Records from a collection:
..............................

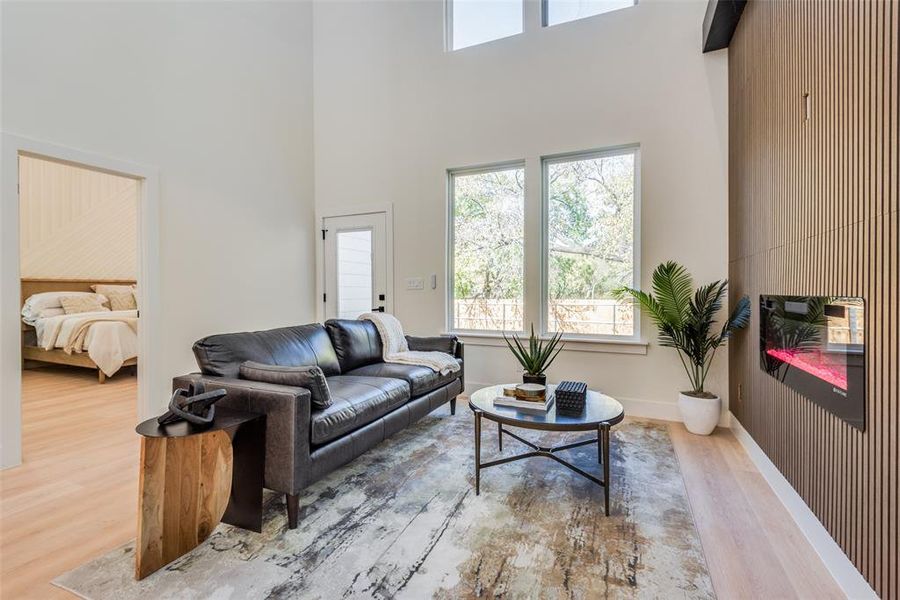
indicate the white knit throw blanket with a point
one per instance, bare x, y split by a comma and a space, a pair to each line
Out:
396, 350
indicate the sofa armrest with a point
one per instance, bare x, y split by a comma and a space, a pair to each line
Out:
287, 411
438, 343
441, 343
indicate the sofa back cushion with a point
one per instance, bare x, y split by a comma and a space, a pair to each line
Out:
309, 377
356, 343
221, 355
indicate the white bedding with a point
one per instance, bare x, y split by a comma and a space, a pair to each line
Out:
109, 341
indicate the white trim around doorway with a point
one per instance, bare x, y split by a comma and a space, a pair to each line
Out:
149, 379
348, 211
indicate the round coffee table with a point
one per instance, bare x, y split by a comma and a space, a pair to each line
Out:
600, 413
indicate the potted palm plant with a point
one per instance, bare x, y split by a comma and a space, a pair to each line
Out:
686, 321
537, 356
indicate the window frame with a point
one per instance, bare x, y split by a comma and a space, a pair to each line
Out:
451, 175
551, 159
545, 14
448, 28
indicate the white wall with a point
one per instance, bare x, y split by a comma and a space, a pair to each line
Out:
218, 97
393, 110
76, 223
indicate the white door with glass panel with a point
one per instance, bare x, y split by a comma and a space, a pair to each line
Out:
355, 265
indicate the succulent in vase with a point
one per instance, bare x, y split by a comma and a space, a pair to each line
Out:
535, 356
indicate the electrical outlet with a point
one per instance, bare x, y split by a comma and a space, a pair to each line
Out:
415, 283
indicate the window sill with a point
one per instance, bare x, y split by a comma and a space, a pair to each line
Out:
572, 344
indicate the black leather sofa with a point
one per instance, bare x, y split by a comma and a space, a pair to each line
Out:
372, 400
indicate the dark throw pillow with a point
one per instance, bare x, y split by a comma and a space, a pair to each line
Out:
309, 377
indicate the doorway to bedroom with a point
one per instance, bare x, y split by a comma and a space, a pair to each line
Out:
78, 261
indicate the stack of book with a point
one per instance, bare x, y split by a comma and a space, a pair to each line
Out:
527, 396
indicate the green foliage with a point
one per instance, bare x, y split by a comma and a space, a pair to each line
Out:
685, 318
488, 219
537, 356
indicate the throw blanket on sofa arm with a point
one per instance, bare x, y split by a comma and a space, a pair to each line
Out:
396, 350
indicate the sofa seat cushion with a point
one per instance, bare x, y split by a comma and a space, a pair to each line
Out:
356, 401
421, 380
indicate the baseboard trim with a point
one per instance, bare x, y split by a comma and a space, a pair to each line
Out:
634, 407
850, 580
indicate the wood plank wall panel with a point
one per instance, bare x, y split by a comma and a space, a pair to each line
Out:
814, 210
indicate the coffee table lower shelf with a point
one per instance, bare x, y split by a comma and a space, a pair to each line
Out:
602, 441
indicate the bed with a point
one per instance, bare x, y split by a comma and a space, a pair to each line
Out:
103, 341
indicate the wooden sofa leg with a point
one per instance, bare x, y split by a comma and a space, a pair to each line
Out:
293, 504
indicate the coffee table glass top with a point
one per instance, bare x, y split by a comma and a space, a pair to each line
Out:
598, 408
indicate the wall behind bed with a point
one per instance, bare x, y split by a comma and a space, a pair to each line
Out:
76, 223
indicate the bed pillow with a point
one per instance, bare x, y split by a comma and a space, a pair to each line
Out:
118, 301
38, 302
110, 288
309, 377
79, 304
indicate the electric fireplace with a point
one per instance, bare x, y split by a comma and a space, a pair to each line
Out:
816, 346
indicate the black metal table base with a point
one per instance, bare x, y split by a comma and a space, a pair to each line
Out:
602, 441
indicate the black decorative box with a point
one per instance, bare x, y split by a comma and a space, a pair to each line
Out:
570, 397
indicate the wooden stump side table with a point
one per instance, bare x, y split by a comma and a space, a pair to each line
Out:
193, 478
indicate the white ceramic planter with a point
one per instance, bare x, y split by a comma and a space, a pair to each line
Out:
701, 415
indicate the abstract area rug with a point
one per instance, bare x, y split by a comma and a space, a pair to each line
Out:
403, 521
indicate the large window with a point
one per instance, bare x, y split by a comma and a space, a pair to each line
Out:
563, 11
585, 247
488, 248
589, 242
471, 22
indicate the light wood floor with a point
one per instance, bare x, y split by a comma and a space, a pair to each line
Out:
76, 497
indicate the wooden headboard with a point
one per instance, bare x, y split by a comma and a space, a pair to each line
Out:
31, 286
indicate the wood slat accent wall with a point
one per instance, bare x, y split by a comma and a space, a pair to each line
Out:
814, 210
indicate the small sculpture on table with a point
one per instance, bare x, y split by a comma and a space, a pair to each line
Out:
194, 405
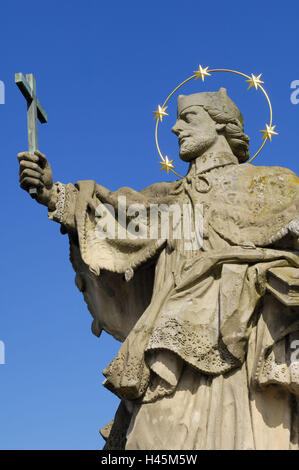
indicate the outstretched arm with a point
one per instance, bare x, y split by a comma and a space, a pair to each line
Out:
35, 171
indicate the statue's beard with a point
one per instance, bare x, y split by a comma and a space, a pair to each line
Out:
191, 148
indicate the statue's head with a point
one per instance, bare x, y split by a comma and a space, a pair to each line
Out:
210, 120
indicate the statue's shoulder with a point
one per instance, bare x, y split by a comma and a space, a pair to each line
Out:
266, 176
247, 169
161, 190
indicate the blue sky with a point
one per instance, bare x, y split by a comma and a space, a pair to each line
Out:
101, 69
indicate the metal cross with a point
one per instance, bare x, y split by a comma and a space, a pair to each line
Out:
34, 111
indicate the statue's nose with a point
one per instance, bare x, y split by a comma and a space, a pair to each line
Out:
176, 129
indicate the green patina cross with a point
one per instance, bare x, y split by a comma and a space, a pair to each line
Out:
34, 111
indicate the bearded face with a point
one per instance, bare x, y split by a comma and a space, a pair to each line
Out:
196, 132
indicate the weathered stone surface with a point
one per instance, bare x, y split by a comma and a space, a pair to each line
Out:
209, 330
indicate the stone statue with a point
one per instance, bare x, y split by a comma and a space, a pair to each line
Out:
210, 332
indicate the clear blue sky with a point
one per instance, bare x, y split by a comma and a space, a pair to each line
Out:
101, 69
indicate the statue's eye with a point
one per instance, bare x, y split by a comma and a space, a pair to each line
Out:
188, 117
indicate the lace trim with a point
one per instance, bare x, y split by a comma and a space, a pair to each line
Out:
60, 203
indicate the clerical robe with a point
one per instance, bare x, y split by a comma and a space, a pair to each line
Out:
207, 359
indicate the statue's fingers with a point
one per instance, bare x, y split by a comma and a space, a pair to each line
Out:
42, 157
31, 165
29, 182
30, 173
28, 156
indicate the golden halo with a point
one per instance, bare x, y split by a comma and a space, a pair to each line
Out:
254, 81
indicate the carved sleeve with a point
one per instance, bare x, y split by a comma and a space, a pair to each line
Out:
64, 212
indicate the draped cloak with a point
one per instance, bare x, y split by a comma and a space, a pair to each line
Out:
197, 323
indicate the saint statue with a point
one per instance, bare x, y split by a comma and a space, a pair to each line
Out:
210, 331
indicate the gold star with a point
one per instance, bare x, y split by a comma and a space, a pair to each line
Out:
160, 113
201, 73
268, 132
166, 164
254, 81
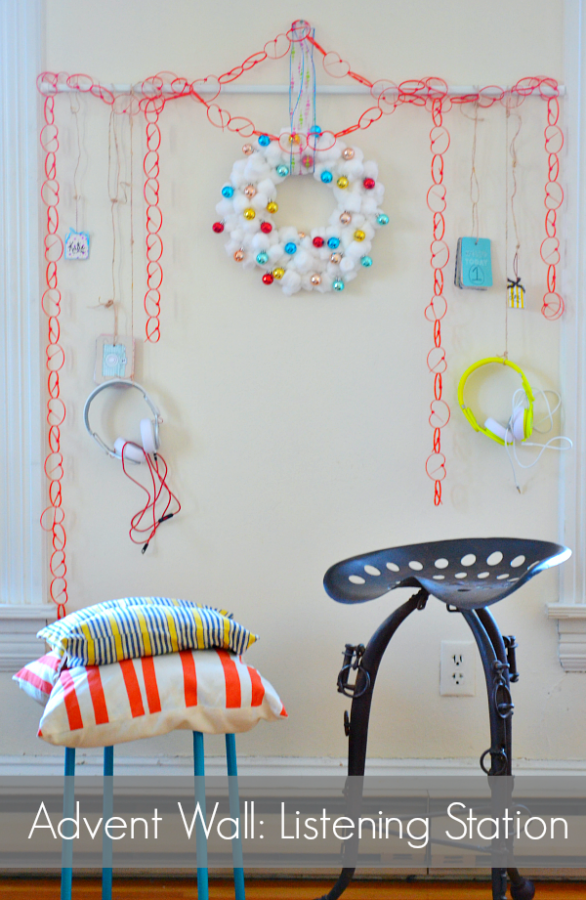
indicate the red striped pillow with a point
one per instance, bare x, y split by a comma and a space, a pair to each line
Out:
212, 691
38, 678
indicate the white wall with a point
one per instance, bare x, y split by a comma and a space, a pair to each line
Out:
296, 428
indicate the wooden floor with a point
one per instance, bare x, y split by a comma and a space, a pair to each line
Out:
159, 889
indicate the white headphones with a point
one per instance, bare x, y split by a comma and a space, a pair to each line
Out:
149, 428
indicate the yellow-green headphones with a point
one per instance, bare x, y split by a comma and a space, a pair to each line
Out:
520, 424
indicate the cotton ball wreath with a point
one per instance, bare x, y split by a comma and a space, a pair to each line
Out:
329, 257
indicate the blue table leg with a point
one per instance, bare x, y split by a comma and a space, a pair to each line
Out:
200, 797
108, 812
68, 812
237, 856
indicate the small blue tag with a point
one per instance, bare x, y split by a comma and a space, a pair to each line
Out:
77, 245
476, 266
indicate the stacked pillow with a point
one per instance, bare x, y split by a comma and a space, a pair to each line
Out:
142, 666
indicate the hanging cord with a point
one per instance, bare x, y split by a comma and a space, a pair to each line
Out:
161, 493
561, 442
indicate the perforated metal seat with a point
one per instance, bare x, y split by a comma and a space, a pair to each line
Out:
471, 573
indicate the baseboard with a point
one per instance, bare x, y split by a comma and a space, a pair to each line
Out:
90, 763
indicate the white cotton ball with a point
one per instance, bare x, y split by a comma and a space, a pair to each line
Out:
291, 282
276, 252
370, 169
240, 203
347, 264
224, 207
352, 168
259, 201
267, 187
303, 262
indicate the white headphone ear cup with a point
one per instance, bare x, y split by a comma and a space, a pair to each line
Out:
498, 429
131, 451
518, 424
147, 436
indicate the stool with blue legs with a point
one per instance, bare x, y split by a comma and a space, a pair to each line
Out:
108, 811
467, 575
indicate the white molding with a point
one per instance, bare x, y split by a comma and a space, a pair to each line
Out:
21, 484
18, 630
90, 763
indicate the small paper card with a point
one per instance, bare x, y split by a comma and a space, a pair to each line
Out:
77, 245
473, 264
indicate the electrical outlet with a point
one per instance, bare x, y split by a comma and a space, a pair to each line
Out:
458, 668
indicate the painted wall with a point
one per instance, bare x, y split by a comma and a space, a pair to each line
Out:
296, 428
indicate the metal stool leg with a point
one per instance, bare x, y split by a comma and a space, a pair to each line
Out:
237, 856
68, 812
357, 729
108, 812
200, 797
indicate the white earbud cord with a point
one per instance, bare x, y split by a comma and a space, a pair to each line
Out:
552, 444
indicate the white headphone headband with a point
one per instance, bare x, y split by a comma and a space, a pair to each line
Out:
118, 382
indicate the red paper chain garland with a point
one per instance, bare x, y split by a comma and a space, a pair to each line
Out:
53, 517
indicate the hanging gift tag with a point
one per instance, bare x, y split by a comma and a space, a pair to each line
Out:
77, 245
515, 294
473, 264
114, 358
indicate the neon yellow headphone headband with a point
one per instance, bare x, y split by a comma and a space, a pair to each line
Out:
528, 412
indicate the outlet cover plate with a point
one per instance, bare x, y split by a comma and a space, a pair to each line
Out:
458, 668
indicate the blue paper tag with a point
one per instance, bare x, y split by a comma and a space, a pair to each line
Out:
475, 262
77, 245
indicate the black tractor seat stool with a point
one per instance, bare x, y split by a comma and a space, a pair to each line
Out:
468, 575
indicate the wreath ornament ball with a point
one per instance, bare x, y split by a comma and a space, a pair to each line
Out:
328, 257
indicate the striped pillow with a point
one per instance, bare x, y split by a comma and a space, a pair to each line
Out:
212, 691
38, 678
138, 626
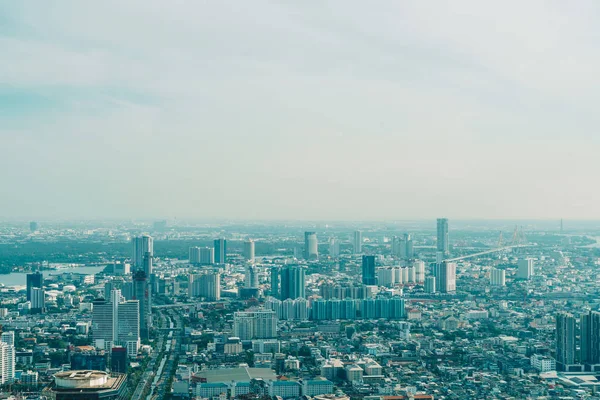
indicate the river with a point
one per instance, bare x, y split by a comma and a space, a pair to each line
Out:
20, 278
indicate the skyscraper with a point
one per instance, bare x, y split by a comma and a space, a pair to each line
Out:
445, 277
590, 339
35, 279
311, 246
7, 363
220, 251
141, 290
293, 283
141, 245
368, 270
249, 250
116, 322
205, 285
275, 280
565, 340
38, 300
442, 230
357, 242
255, 324
498, 277
525, 269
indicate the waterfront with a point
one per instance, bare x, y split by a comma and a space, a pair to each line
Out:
20, 278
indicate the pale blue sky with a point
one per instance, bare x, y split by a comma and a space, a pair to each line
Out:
299, 110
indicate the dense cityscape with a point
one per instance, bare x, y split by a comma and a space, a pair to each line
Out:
322, 311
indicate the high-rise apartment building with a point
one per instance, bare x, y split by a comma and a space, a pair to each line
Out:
525, 269
442, 236
7, 363
220, 246
311, 246
293, 282
34, 280
249, 250
357, 242
590, 340
205, 285
565, 340
498, 277
445, 277
275, 282
368, 270
116, 322
38, 300
141, 245
255, 324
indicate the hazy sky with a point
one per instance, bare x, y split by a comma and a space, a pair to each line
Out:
299, 109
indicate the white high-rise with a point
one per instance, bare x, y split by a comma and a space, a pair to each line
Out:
141, 245
256, 324
498, 277
525, 269
116, 323
249, 250
357, 242
7, 363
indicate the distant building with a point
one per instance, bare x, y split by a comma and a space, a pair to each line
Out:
255, 324
34, 280
565, 341
357, 242
445, 277
205, 285
311, 246
249, 250
141, 245
498, 277
86, 385
525, 269
368, 270
293, 282
220, 246
116, 323
38, 300
442, 236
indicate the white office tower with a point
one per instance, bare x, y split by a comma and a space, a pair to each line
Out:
334, 247
205, 285
38, 300
141, 245
397, 271
525, 269
116, 323
7, 363
251, 280
443, 244
445, 277
256, 324
287, 310
194, 255
405, 275
419, 267
430, 284
8, 338
311, 246
386, 277
357, 242
271, 303
249, 251
301, 309
498, 277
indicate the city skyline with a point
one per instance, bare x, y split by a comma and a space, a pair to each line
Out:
403, 90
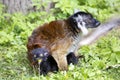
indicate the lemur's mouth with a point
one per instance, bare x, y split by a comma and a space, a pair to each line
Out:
83, 28
39, 61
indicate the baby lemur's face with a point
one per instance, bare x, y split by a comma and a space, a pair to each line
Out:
40, 54
83, 20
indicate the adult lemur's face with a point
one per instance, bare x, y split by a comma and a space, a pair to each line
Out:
40, 54
83, 20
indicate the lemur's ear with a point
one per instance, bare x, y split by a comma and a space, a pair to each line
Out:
76, 10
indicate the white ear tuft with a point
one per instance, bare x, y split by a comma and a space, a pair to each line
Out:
76, 10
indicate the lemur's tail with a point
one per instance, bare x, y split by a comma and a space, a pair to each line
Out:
102, 29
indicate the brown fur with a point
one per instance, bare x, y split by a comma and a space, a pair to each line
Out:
55, 37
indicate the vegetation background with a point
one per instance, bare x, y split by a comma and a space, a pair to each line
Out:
15, 27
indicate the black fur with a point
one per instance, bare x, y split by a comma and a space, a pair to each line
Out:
87, 18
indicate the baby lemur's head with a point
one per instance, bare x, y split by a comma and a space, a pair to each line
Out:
80, 21
40, 54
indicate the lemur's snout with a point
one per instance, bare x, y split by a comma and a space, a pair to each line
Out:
97, 23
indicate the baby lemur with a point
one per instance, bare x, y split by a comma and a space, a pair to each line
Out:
59, 37
46, 62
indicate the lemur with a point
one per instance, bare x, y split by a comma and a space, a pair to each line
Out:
60, 37
46, 62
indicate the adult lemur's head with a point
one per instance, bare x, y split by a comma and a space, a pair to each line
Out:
80, 21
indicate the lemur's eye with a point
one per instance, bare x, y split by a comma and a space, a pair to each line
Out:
34, 55
41, 55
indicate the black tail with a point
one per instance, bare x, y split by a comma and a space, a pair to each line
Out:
102, 29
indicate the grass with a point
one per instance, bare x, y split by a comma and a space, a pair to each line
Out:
14, 64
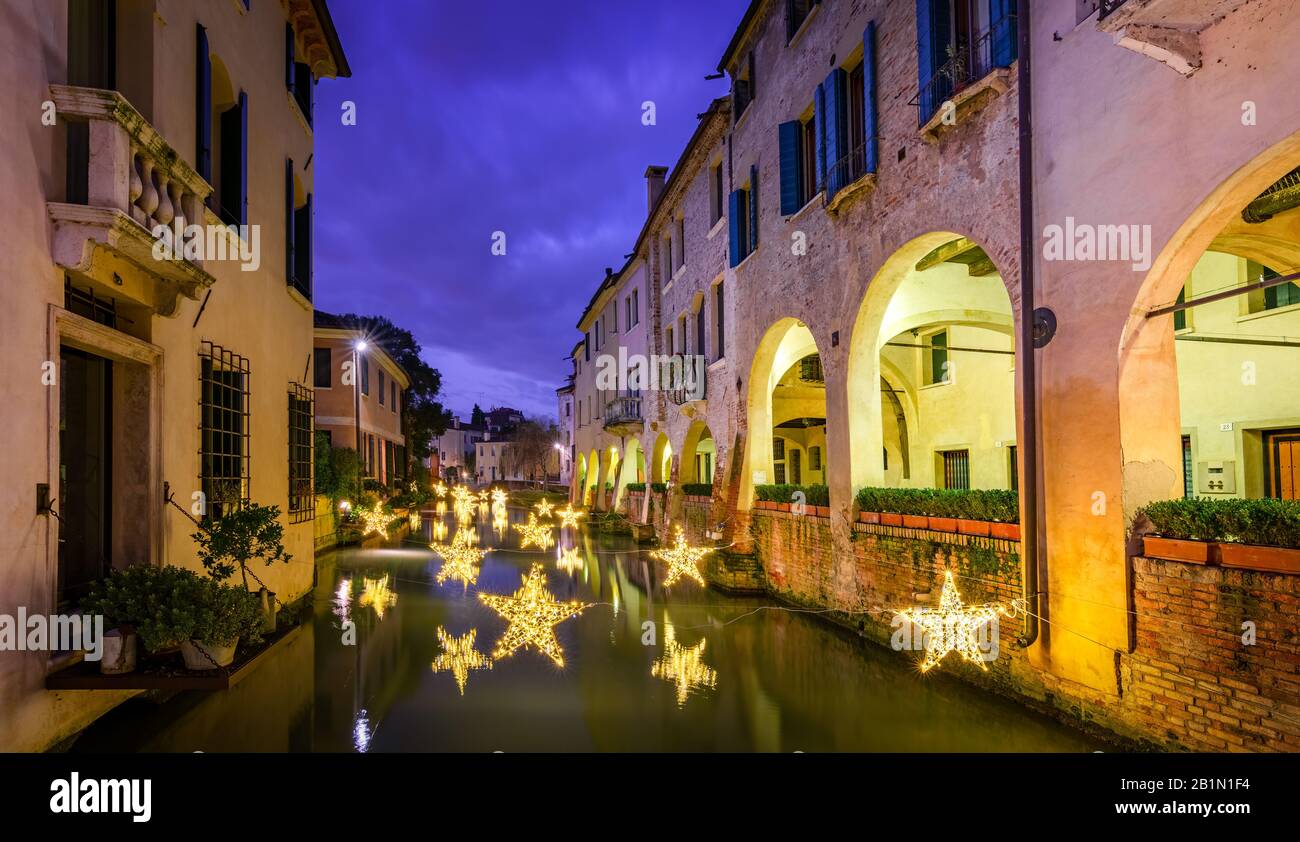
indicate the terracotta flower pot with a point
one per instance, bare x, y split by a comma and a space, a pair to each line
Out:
943, 524
1256, 558
1177, 548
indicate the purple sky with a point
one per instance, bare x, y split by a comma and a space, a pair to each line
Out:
475, 117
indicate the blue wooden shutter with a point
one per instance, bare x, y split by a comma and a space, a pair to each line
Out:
869, 99
819, 130
290, 259
753, 208
735, 228
242, 207
791, 170
203, 108
1001, 14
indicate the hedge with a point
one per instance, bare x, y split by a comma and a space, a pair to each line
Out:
813, 495
984, 504
1268, 523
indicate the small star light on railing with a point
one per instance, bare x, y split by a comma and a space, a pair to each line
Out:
570, 561
375, 520
684, 667
683, 560
378, 595
568, 516
533, 534
459, 559
459, 656
532, 612
952, 626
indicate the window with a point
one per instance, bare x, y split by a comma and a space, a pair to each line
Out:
222, 429
302, 498
957, 469
324, 367
936, 357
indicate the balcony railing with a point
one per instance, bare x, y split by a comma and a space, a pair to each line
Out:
133, 183
624, 409
966, 64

..............................

Exercise aim
Go over the records above and tally the lines with the word "cotton" in them. Give the number alone.

Written reply
2